Who advises the advisers?

September 7, 2021

Office life in city centres will have resumed this week for many workers, even if they don’t plan to be in every day. While many businesses are leaving town, surprised by how easy it’s been to operate remotely, those based on daily relationships and meetings with clients are staying put, even if they’re downsizing.

Of course, we’re talking about the Professional Services sector. To most people, that means firms of formally qualified advisers in areas that have been clearly defined over generations: accountants, solicitors, surveyors, architects, engineers. However, the changing needs of businesses and individuals in the 21st century has widened this sector considerably to include all manner of people-based businesses, with revenue models based largely on consulting fee income or commissions.

‘Modern’ Professional Services firms now include marketing, public relations, recruitment, design and several disciplines that did not exist when the Magic Circle law firms or Big Four accountants began life as Victorian partnerships. The consulting arms of major accounting businesses have even begun to acquire advisory companies in these fields, advertising being a notable example, as they increasingly form part of the strategic advice offered to large clients.

Saved entries
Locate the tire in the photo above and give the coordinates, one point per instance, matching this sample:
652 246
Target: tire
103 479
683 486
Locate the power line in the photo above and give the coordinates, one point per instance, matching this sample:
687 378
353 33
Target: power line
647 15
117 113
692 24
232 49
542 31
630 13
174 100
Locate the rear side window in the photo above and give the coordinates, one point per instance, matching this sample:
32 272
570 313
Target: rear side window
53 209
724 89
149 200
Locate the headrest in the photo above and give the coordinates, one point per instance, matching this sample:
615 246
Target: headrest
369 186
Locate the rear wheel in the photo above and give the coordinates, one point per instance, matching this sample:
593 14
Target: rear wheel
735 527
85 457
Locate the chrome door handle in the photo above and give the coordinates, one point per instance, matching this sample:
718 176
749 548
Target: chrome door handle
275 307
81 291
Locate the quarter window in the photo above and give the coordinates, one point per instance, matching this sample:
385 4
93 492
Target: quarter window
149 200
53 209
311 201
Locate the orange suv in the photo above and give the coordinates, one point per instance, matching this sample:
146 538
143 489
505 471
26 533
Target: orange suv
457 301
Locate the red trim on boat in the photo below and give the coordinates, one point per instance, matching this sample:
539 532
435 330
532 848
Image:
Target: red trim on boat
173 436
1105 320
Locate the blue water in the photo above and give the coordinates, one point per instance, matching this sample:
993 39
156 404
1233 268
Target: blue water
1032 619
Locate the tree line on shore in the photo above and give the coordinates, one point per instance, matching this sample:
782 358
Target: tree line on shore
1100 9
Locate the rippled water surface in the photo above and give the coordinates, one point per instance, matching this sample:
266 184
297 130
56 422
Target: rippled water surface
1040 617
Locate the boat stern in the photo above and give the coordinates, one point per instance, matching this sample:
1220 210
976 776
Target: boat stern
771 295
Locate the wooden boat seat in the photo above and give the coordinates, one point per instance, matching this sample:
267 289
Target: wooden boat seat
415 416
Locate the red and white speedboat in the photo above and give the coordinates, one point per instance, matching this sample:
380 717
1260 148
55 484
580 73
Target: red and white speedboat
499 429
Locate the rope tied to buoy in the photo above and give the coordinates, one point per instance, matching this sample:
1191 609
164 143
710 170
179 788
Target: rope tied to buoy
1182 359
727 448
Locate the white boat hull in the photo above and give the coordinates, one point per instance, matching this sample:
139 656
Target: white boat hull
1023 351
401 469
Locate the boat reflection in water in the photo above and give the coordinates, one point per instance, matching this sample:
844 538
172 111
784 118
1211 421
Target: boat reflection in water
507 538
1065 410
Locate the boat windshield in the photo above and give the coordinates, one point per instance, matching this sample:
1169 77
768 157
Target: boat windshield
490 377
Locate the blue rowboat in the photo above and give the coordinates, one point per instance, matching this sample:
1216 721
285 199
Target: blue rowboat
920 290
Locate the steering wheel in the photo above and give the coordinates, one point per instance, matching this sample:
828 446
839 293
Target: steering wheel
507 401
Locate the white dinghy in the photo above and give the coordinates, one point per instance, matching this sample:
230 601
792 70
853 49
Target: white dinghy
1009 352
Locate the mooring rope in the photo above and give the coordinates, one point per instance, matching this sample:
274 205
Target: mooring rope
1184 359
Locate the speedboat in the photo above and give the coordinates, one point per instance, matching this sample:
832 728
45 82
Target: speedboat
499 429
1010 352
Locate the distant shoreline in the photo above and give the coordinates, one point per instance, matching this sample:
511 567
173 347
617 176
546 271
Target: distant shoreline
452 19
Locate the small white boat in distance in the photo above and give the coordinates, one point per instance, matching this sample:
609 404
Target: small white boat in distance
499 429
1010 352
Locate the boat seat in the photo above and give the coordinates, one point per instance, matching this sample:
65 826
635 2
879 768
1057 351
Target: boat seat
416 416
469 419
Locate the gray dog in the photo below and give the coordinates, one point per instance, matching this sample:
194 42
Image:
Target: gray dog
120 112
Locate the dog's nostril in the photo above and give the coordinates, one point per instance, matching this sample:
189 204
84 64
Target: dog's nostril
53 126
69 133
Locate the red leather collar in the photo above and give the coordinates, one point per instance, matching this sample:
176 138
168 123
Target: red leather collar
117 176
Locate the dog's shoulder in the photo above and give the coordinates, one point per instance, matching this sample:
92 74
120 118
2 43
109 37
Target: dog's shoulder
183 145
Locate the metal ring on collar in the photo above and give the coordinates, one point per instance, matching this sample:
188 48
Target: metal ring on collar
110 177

[Work request]: Render this sentence from the article on professional services firms in Spanish: "To most people, that means firms of formally qualified advisers in areas that have been clearly defined over generations: accountants, solicitors, surveyors, architects, engineers."

[Task response]: Para la mayoría de la gente, eso significa firmas de asesores con titulación formal en áreas que se han definido claramente a lo largo de generaciones: contables, abogados, peritos tasadores, arquitectos, ingenieros.